Excerpted passage
Guys, I’ve got a DELICIOUS dinner to share with you today! I recently created this dish for one of the weekly menus in No-Fail Meals since it is ready in just 35 minutes, super easy to make, and healthy.
Growing up, I loved rice pilaf and would order it whenever I got the chance at restaurants.
I didn’t really know exactly what it was back then. But, I knew if I ordered it, I would get some buttery, tasty, savory rice and maybe some veggies thrown in it. Done.
Enter: the brown rice pilaf.
I made this recipe with a mediterranean feel so you get the saltiness from the brined kalamata olives, the freshness of the acidic grape tomatoes, the chewiness of the browned cremini mushrooms and brown rice, followed by the pungent and crisp sliced green onions. Add to that a tender, seasoned slice of flank steak and it’s drop dead deliciousness.
It’s like a Mediterranean pilaf party in your mouth!
And, if that sounds awesome to you, I have 2 things to tell you: (1) you’re gonna love this meal, and (2) we should be friends. Because Mediterranean pilaf parties are fun.

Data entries
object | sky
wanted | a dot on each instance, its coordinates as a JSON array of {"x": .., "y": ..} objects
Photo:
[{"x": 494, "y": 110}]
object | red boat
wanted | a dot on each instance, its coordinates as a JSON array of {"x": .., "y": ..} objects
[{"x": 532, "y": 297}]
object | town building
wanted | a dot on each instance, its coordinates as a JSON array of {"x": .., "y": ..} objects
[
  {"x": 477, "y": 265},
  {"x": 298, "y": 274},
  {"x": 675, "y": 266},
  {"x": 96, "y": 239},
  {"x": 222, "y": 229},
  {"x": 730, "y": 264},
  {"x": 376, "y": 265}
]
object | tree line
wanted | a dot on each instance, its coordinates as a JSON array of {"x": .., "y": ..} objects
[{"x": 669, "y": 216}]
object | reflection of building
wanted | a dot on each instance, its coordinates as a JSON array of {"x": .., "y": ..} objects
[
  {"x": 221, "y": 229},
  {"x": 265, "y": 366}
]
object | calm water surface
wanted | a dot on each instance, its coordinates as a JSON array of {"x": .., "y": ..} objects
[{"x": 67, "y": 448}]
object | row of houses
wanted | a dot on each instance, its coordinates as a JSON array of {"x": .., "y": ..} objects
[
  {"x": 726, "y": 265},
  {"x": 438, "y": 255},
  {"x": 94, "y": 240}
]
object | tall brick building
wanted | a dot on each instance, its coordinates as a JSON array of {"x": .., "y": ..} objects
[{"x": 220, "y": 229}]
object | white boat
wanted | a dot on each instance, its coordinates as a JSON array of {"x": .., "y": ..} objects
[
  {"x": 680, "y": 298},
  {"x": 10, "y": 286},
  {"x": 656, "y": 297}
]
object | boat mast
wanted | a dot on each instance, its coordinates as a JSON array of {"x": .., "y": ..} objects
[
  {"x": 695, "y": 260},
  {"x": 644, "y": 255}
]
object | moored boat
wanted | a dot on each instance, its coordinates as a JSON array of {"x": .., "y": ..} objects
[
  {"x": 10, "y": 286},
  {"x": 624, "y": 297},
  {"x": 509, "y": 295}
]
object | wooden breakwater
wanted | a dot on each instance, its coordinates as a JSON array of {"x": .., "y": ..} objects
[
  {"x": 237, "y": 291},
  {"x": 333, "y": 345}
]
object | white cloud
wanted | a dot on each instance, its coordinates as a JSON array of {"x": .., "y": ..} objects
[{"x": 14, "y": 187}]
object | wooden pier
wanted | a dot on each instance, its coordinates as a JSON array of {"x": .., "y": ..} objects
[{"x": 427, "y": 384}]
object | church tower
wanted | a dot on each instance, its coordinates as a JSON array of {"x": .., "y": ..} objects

Tasks for this exercise
1. Translate this sentence from the brown rice pilaf text into Spanish: "Growing up, I loved rice pilaf and would order it whenever I got the chance at restaurants."
2. Print the stretch of the brown rice pilaf text from "Enter: the brown" through "parties are fun.".

Responses by item number
1. En mi infancia, me encantaba el arroz pilaf y lo pedía en los restaurantes siempre que tenía la oportunidad.

2.
Enter: the brown rice pilaf.
I made this recipe with a mediterranean feel so you get the saltiness from the brined kalamata olives, the freshness of the acidic grape tomatoes, the chewiness of the browned cremini mushrooms and brown rice, followed by the pungent and crisp sliced green onions. Add to that a tender, seasoned slice of flank steak and it’s drop dead deliciousness.
It’s like a Mediterranean pilaf party in your mouth!
And, if that sounds awesome to you, I have 2 things to tell you: (1) you’re gonna love this meal, and (2) we should be friends. Because Mediterranean pilaf parties are fun.